**Problem requirements**. Copy the data exactly as it appears, and do not include any pictures.

**Data in this exercise**.

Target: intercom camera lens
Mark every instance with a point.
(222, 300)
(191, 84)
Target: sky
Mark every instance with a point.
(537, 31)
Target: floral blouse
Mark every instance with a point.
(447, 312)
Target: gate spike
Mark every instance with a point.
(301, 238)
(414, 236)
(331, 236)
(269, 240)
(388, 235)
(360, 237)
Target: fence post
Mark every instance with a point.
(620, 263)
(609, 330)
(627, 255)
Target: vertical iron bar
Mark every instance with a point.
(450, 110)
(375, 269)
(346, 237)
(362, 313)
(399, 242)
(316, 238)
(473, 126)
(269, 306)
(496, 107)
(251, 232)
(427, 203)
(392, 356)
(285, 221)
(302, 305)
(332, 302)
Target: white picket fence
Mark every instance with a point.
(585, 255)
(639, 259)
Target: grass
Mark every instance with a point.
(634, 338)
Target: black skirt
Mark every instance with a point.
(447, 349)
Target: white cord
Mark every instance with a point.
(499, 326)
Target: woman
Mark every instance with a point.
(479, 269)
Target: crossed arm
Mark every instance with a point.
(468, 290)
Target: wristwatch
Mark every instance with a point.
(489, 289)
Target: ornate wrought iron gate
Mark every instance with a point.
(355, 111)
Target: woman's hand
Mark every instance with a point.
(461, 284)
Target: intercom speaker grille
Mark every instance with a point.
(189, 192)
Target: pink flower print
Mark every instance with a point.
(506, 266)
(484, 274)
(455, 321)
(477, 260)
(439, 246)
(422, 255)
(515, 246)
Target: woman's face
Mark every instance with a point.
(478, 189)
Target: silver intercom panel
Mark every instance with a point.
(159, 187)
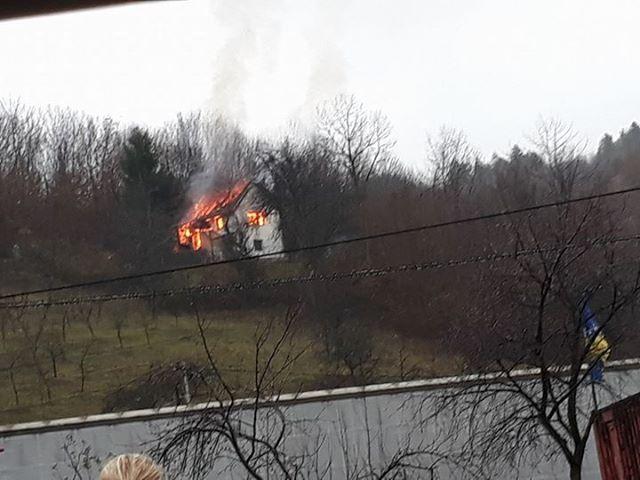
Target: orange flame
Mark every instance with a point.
(206, 216)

**Exercise output**.
Target: intercom camera lens
Mark every instance with a point.
(222, 300)
(191, 84)
Target: sky
Mark every instance with a point.
(537, 31)
Target: floral blouse
Mark every instance with a point.
(447, 312)
Target: gate spike
Mark every instance with a point.
(301, 238)
(414, 236)
(331, 236)
(269, 240)
(388, 235)
(360, 237)
Target: fence post
Mark every instance with a point.
(620, 263)
(609, 330)
(627, 255)
Target: vertical iron bar
Mark every instance with a point.
(450, 110)
(375, 269)
(346, 237)
(362, 313)
(399, 242)
(316, 238)
(473, 126)
(269, 306)
(496, 107)
(251, 232)
(427, 203)
(392, 356)
(285, 221)
(302, 305)
(332, 302)
Target: white picket fence
Mark every instance with a point.
(585, 255)
(639, 259)
Target: grass
Mark every instance with a point.
(634, 338)
Target: black skirt
Mark every instance with a point.
(447, 349)
Target: white cord
Mark every instance with a point.
(499, 326)
Target: woman
Mark every instance with a point.
(479, 269)
Target: crossed arm
Mark every instance with a point.
(468, 290)
Target: wristwatch
Mark every instance with a point.
(489, 289)
Target: ornate wrought iron gate
Mark every instance with a point.
(355, 111)
Target: woman's hand
Mark every instance with a point.
(461, 284)
Target: intercom speaker grille
Mark every instance with a point.
(189, 192)
Target: pink flower print
Mark every instance with a point.
(506, 266)
(484, 274)
(455, 321)
(477, 260)
(439, 246)
(422, 255)
(515, 246)
Target: woman's face
Mark every instance with a point.
(478, 189)
Target: silver intercom panel
Mark every instance with a point.
(159, 187)
Target: orange flame
Mark every instance with a point.
(206, 216)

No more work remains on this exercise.